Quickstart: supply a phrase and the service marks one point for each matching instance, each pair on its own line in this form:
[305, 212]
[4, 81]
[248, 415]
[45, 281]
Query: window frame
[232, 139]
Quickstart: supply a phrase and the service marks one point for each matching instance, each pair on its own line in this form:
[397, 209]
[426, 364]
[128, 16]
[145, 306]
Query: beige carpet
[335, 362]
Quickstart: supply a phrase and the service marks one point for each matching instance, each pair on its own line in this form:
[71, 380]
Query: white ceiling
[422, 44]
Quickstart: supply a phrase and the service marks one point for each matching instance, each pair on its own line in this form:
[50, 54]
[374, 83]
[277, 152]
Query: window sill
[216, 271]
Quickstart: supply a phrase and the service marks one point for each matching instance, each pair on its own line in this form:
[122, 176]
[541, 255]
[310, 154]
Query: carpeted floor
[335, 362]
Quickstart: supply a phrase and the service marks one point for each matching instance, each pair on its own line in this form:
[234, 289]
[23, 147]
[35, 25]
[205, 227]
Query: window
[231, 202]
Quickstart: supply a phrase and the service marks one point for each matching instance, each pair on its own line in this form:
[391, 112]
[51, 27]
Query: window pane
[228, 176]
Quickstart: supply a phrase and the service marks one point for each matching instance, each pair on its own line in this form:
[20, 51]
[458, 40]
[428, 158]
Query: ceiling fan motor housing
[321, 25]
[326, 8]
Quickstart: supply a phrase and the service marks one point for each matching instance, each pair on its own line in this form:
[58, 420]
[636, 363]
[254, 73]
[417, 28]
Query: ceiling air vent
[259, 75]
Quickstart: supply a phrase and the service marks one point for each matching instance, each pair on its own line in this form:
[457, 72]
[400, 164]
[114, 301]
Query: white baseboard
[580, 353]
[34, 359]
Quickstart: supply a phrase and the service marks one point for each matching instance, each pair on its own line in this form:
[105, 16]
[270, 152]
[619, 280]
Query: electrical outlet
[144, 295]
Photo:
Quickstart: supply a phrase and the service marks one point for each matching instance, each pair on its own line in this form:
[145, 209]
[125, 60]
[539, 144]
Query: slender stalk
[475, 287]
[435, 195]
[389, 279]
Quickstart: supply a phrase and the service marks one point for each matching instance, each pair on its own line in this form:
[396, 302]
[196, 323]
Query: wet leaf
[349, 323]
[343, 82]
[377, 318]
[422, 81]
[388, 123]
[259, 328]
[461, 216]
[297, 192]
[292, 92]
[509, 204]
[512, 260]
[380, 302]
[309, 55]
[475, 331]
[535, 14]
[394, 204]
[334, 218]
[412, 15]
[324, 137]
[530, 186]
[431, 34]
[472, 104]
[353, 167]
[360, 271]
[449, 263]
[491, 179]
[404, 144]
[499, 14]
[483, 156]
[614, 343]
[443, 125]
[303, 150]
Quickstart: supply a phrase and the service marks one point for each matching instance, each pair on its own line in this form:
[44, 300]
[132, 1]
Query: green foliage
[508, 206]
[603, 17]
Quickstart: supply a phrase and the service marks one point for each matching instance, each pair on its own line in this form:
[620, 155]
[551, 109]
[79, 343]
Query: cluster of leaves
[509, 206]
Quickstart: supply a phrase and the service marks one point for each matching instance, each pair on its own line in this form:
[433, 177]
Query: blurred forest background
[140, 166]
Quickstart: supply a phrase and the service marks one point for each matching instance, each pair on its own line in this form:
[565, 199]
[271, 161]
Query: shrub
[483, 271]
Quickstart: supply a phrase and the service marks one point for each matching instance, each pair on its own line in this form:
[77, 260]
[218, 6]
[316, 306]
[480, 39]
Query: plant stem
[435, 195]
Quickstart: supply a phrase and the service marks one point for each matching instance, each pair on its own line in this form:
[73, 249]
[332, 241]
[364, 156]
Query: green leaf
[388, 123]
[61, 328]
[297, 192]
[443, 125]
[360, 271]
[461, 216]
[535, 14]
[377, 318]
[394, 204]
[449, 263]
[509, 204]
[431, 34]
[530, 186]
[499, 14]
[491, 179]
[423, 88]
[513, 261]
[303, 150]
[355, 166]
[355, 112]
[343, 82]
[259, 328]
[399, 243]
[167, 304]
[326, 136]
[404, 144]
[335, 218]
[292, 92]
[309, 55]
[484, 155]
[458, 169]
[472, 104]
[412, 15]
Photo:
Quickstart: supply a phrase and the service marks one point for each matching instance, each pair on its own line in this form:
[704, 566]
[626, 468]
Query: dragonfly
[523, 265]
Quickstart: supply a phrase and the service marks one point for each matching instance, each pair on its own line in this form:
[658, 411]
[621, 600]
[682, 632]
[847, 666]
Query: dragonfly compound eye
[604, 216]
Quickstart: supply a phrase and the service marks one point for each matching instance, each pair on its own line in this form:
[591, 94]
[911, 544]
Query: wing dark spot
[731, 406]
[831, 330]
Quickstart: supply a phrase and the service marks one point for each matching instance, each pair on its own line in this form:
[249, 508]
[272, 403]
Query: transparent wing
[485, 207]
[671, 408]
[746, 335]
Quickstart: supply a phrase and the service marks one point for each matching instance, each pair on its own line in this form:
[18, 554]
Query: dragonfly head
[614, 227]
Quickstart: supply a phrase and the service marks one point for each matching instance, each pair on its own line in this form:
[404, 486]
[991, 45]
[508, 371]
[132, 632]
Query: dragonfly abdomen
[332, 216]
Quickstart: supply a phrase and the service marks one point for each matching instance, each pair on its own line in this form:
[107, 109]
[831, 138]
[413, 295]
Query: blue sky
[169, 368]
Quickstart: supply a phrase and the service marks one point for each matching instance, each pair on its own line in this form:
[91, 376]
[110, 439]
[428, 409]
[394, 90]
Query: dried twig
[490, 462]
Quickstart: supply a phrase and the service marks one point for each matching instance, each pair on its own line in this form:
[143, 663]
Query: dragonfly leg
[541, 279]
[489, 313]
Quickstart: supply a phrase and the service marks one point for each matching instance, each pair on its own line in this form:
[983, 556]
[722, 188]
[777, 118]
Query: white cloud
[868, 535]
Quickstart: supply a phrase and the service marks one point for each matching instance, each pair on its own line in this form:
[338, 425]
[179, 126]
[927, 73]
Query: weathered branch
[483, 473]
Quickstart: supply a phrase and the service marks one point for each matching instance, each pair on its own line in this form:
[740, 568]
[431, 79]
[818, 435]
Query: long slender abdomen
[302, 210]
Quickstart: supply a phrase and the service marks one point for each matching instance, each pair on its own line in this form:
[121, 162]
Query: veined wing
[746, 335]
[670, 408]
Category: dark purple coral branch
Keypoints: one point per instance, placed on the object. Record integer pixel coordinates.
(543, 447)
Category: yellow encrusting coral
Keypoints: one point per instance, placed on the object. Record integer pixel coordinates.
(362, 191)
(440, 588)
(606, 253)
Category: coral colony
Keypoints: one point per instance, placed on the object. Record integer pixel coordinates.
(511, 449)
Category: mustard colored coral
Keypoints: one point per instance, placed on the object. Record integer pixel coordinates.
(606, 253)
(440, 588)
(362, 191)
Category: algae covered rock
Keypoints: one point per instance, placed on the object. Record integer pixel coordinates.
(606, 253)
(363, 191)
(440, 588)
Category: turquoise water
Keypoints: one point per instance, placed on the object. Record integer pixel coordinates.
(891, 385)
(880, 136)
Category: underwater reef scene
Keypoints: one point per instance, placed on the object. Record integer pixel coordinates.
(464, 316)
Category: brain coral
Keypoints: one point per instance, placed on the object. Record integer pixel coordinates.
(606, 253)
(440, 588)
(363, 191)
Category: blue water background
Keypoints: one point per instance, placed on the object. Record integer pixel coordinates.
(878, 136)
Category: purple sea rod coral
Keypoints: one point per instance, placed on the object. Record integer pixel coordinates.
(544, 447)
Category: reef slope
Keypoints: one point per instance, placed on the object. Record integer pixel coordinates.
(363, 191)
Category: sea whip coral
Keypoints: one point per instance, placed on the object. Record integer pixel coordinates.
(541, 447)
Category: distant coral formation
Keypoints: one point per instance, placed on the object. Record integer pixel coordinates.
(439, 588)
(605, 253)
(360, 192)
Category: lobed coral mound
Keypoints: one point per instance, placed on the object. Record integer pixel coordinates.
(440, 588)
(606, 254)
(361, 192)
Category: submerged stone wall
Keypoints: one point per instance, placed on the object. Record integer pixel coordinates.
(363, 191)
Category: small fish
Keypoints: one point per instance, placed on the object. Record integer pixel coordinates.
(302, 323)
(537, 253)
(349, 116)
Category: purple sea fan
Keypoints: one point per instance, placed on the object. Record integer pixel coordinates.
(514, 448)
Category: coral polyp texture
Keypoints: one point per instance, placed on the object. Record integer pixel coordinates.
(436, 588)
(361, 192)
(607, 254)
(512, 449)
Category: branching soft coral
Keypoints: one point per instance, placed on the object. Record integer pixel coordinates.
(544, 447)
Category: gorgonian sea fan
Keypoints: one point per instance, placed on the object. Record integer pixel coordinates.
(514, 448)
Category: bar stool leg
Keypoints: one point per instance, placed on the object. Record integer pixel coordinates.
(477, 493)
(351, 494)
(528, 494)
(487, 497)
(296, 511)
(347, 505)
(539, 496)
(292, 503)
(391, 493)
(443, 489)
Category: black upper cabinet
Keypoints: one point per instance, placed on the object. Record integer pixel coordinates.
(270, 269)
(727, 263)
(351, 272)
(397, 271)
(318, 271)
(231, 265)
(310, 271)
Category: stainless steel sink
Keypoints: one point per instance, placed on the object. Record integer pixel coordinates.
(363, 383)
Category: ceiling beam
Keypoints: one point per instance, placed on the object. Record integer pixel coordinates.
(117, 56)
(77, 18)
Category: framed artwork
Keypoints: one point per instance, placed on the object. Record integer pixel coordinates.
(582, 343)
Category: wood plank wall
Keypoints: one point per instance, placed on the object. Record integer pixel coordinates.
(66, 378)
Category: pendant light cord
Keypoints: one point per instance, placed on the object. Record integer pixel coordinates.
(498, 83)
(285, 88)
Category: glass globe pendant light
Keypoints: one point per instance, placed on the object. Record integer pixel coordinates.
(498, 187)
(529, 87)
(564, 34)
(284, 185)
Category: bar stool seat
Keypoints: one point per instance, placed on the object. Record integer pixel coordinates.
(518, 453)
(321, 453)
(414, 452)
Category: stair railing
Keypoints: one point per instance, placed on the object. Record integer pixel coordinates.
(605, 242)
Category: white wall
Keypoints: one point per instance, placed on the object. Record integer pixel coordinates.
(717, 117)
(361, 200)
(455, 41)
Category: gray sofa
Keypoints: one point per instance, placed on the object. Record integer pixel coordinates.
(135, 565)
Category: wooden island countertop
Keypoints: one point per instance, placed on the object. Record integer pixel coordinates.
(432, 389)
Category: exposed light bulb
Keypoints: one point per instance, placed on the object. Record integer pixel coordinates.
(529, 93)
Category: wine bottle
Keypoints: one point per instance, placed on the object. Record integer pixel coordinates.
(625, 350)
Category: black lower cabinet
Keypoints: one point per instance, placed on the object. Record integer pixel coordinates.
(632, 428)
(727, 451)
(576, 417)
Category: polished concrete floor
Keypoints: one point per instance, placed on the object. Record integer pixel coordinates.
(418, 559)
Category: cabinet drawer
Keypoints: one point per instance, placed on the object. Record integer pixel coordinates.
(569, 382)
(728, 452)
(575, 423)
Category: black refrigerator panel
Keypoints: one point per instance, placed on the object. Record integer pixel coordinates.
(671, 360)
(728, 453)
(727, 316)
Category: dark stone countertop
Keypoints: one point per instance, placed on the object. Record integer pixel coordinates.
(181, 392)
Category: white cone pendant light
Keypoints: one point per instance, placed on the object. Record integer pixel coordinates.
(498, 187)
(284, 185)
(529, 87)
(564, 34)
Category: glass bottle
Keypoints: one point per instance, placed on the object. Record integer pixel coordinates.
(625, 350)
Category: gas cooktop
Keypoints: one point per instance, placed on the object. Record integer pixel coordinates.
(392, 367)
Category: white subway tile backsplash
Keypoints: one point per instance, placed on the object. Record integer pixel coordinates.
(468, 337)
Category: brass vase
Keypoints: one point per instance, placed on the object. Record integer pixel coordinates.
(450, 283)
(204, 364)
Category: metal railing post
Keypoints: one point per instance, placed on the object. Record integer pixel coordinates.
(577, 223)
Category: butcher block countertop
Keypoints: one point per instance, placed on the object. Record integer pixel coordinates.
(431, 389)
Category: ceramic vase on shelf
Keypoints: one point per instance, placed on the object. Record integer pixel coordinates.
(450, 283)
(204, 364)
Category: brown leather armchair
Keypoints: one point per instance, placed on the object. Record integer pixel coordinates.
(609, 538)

Problem to work on:
Convert the stretch from the line containing "Category: cabinet drawer" through the end of the items into a Markdown table with two columns, Row and Entry, where Row holds the row number and Entry holds the line. Omit blank lines.

Answer for the task:
| Row | Entry |
|---|---|
| 1 | Category: cabinet drawer |
| 2 | Keypoints: one point per instance, placed on the object. Record integer pixel coordinates. |
| 3 | (569, 382) |
| 4 | (728, 452) |
| 5 | (575, 423) |
| 6 | Category: black refrigerator panel |
| 7 | Keypoints: one point per instance, placed on the object. Record integer pixel coordinates. |
| 8 | (671, 360) |
| 9 | (728, 453) |
| 10 | (727, 316) |
| 11 | Category: dark stone countertop |
| 12 | Keypoints: one point per instance, placed on the object. Record integer pixel coordinates. |
| 13 | (181, 392) |
| 14 | Category: white cone pendant light |
| 15 | Keypoints: one point per instance, placed on the object. Record integer pixel coordinates. |
| 16 | (498, 187) |
| 17 | (284, 185) |
| 18 | (529, 87) |
| 19 | (564, 34) |
| 20 | Category: glass bottle |
| 21 | Keypoints: one point per instance, placed on the object. Record integer pixel coordinates. |
| 22 | (625, 350) |
| 23 | Category: gas cooktop |
| 24 | Keypoints: one point per instance, placed on the object. Record integer pixel coordinates. |
| 25 | (392, 367) |
| 26 | Category: white subway tile backsplash |
| 27 | Keypoints: one point per instance, placed on the object. Record integer pixel coordinates. |
| 28 | (468, 337) |
| 29 | Category: brass vase |
| 30 | Keypoints: one point per instance, placed on the object. Record integer pixel coordinates. |
| 31 | (450, 283) |
| 32 | (204, 364) |
| 33 | Category: metal railing post |
| 34 | Keypoints: one point per instance, placed on the object. Record integer pixel coordinates. |
| 35 | (577, 223) |
| 36 | Category: butcher block countertop |
| 37 | Keypoints: one point per instance, placed on the object. Record integer pixel coordinates. |
| 38 | (431, 389) |
| 39 | Category: ceramic vase on shelf |
| 40 | Keypoints: one point per instance, placed on the object. Record integer pixel coordinates. |
| 41 | (450, 283) |
| 42 | (204, 364) |
| 43 | Category: brown leather armchair |
| 44 | Keypoints: one point per instance, placed on the object. Record integer pixel coordinates. |
| 45 | (609, 538) |